**Document excerpt:**
- - - - -

Reputation: 614
I am converting code from python 2 into python 3. The array was originally saved in python 2. As part of some of my code I load an array of strings that I have saved. In python 2, I can simply load it as
arr = np.load("path_to_string.npy")
and it gives me
arr = ['str1','str2' etc...]
however, when i do the same in python 3, it doesn't work and I get instead.
arr = [b'str1',b'str2' etc...]
which I take it means that the strings are stored as a different data type. I have tried to convert them using:
arr = [str(i) for i in arr]
but this just compounds the problem. Can someone explain why this happens and how to fix it? I'm sure its trivial, but am just drawing a blank?
Upvotes: 0
Views: 352
Reputation: 155323
To be clear, if they were str
s in Python 2, then bytes
in Python 3 is the "correct" type, in the sense that both of them store byte data; if you wanted arbitrary text data, you would use unicode
in Python 2.
For numpy
, this is really the correct behavior; numpy
doesn't want to silently convert from bytes-oriented data to text-oriented data (among other issues, doing so will bloat the memory usage by a factor of 4x, since fixed width representations of all Unicode characters use four bytes per character). If you really want to change from bytes
to str
, you can explicitly cast it, though it's a little bit hacky:
>>> arr # Original version
array([[b'abc', b'123'],
[b'foo', b'bar']], dtype='|S3')
>>> arr = arr.astype('U') # Cast from "[S]tring" to "[U]nicode" equivalent
>>> arr
array([['abc', '123'],
['foo', 'bar']], dtype='<U3')
Upvotes: 2

- - - - -

**Dataset extract:**
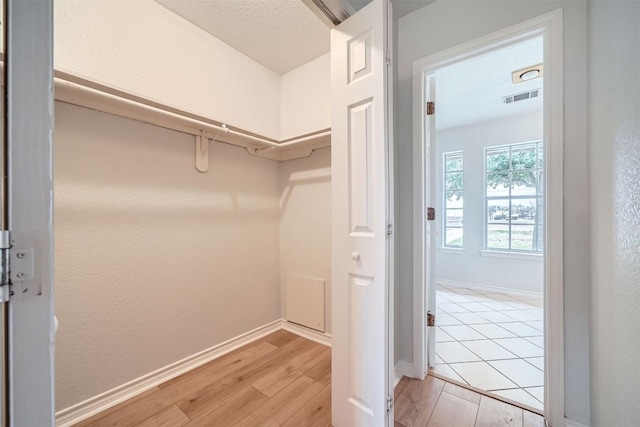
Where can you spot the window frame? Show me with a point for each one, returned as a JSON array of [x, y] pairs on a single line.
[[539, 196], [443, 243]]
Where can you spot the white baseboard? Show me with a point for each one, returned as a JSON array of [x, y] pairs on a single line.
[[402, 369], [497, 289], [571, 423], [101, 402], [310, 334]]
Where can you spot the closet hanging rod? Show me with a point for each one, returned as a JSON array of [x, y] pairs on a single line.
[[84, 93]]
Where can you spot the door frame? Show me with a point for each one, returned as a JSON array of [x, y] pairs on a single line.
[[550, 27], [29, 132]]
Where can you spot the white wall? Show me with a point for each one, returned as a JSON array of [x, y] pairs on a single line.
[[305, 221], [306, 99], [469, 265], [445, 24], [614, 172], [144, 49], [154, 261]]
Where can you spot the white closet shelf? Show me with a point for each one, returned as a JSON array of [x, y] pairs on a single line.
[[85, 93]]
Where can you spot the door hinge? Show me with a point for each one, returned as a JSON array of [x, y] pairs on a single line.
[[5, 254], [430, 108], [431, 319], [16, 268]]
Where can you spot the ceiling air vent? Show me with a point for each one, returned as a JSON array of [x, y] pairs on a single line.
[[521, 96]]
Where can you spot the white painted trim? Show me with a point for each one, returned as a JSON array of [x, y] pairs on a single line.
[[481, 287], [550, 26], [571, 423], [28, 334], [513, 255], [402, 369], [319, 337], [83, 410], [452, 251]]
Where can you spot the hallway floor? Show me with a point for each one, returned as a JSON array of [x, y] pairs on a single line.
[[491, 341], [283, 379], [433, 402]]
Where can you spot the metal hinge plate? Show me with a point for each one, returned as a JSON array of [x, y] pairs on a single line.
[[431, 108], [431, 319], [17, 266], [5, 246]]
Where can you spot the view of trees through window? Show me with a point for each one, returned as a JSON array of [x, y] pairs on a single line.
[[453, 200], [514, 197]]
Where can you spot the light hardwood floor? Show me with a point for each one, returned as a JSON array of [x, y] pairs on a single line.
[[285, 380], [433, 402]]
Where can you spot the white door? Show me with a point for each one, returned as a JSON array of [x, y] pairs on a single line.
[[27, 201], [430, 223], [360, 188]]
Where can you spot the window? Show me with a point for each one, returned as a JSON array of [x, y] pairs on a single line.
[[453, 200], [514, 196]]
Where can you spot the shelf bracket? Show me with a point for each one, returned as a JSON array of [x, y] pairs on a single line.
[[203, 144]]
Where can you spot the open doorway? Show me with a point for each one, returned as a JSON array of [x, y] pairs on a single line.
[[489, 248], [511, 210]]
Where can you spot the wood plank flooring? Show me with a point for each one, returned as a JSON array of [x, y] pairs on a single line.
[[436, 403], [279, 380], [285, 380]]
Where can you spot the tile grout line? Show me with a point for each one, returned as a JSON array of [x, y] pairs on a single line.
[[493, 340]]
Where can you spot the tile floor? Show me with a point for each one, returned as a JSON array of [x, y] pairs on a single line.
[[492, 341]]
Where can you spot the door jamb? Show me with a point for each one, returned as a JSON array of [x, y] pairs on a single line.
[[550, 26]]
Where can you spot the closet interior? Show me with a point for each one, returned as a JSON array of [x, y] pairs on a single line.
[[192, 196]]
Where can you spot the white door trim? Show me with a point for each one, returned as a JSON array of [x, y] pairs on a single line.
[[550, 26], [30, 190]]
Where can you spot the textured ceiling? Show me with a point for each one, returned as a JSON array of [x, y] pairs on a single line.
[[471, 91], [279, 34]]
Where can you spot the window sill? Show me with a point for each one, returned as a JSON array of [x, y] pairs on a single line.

- - - - -

**Given instruction A:** Sum up the numpy thread in two sentences.
**Given instruction B:** Transcribe everything in the numpy thread from "Reputation: 614" down to "drawing a blank?".
The rows have nothing to do with the numpy thread.

**Full output A:** After moving code from Python 2 to Python 3, a user finds that an array of strings saved in Python 2 now loads as bytes values like b'str1', and converting each item with str() only makes things worse. A reply explains that bytes is the correct Python 3 type for what were str values in Python 2, that numpy won't silently turn bytes into text (partly because doing so would use four times the memory), and that the array can be cast explicitly with arr.astype('U').

**Full output B:**
Reputation: 614
I am converting code from python 2 into python 3. The array was originally saved in python 2. As part of some of my code I load an array of strings that I have saved. In python 2, I can simply load it as
arr = np.load("path_to_string.npy")
and it gives me
arr = ['str1','str2' etc...]
however, when i do the same in python 3, it doesn't work and I get instead.
arr = [b'str1',b'str2' etc...]
which I take it means that the strings are stored as a different data type. I have tried to convert them using:
arr = [str(i) for i in arr]
but this just compounds the problem. Can someone explain why this happens and how to fix it? I'm sure its trivial, but am just drawing a blank?